__EXERCISE__
Pick out every line in the items below that contains the string "yellow", and copy each such line in full. Case counts, so a match must have the same capital and lowercase letters.

__DATASET ENTRIES__
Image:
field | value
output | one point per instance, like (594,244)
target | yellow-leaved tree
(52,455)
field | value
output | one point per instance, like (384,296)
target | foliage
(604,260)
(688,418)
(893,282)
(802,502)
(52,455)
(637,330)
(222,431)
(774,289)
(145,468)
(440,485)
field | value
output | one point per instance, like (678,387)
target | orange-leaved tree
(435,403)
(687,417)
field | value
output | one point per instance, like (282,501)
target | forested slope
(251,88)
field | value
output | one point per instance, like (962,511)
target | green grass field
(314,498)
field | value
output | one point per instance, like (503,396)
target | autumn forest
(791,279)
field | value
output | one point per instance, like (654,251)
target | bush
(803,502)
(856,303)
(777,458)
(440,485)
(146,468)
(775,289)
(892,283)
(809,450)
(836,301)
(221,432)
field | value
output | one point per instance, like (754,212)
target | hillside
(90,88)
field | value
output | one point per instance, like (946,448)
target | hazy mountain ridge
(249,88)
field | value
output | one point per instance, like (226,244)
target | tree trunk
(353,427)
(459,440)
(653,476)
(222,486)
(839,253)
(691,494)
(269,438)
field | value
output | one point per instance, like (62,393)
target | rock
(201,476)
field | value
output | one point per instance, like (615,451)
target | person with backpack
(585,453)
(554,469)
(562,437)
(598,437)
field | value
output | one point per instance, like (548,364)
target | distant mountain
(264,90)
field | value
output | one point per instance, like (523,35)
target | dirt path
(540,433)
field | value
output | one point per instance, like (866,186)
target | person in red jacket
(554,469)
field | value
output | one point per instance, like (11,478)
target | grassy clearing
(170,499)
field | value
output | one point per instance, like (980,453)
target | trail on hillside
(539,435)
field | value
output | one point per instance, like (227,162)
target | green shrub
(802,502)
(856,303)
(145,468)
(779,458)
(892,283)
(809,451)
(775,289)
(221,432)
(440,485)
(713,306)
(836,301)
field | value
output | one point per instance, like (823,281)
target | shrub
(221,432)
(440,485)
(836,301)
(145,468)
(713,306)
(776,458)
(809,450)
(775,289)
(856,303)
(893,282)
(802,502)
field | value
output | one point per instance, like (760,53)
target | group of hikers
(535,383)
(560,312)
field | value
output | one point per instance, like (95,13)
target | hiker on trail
---
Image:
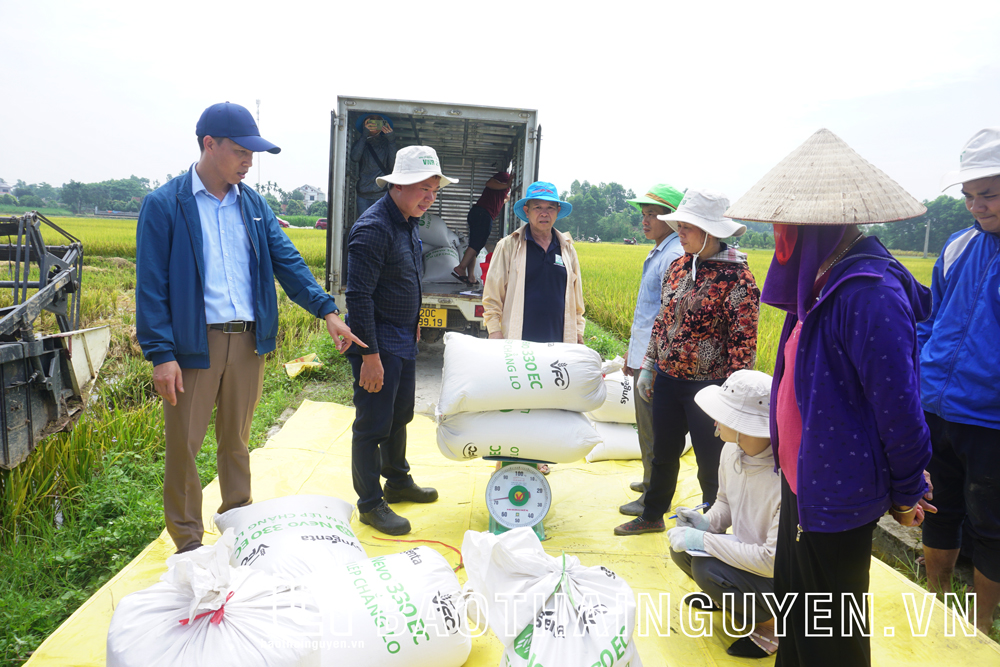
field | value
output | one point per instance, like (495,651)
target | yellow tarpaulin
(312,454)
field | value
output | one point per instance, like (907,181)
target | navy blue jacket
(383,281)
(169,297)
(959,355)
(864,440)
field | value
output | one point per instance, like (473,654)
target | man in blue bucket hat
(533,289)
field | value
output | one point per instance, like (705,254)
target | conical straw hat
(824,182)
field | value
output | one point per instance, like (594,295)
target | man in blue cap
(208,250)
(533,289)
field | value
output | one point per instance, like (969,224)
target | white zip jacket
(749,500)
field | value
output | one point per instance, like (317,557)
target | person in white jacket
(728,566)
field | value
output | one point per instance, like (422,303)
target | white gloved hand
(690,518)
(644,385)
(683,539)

__ANSWER FOR THIS EXERCISE__
target | yellow-leaved tree
target | yellow tarpaulin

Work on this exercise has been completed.